• **Task prompt**
Decide whether each statement below agrees with the text on the faith of the paralyzed man's friends, answering yes or no and quoting the deciding words of the text: (a) the Bible explains what Jesus saw that showed their faith; (b) the friends let go of the ropes while lowering the man; (c) the man was healed.

• **Selected excerpt**
But look at the passage again, and ask yourself a question: when the paralyzed man had been lowered to the floor, and Jesus was watching the man's friends, it says "he saw their faith." How? What did Jesus see, that indicated such faith? Was it just their great effort in making a way around the crowd, or was it something else?
The Bible doesn't explain, but I once heard a very wise preacher who probably had the answer. Jesus watched the men carefully lowering their friend to be healed .... and then they dropped the ropes!
They let go of the ropes because they knew Jesus would heal the man; they had complete faith that He wouldn't refuse, or fail. So, they didn't even hold on, in case they had to pull him back up again. They knew that once he got to Jesus, he'd be healed, stand up, and walk out by himself. That's faith: and that's what Jesus saw. And their faith was rewarded; the man was healed.
If you're a born again Christian, you have plenty of needs in your life. There are things that you know only God can do for you ... such as showing you His will for your life, or helping you to make an important decision, or perhaps something as practical as choosing a mate, finding a job, or deciding where to live. Maybe you have a physical or mental infirmity that requires His intervention. You pray, and you ask His help .... but what sort of faith do you have? Is it the kind that leads you to pray, but without any real expectation that He'll answer? Or is it the kind of faith that really and truly puts the situation in God's hands, and forsakes your own "wisdom" and half-baked solutions?

Some records:
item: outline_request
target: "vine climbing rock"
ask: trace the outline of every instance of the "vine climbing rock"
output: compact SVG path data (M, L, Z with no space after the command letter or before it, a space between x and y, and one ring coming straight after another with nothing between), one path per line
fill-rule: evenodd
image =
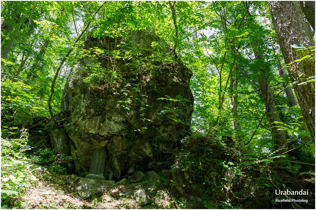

• **Solved exercise**
(a) No: "The Bible doesn't explain"
(b) Yes: "and then they dropped the ropes!"
(c) Yes: "the man was healed."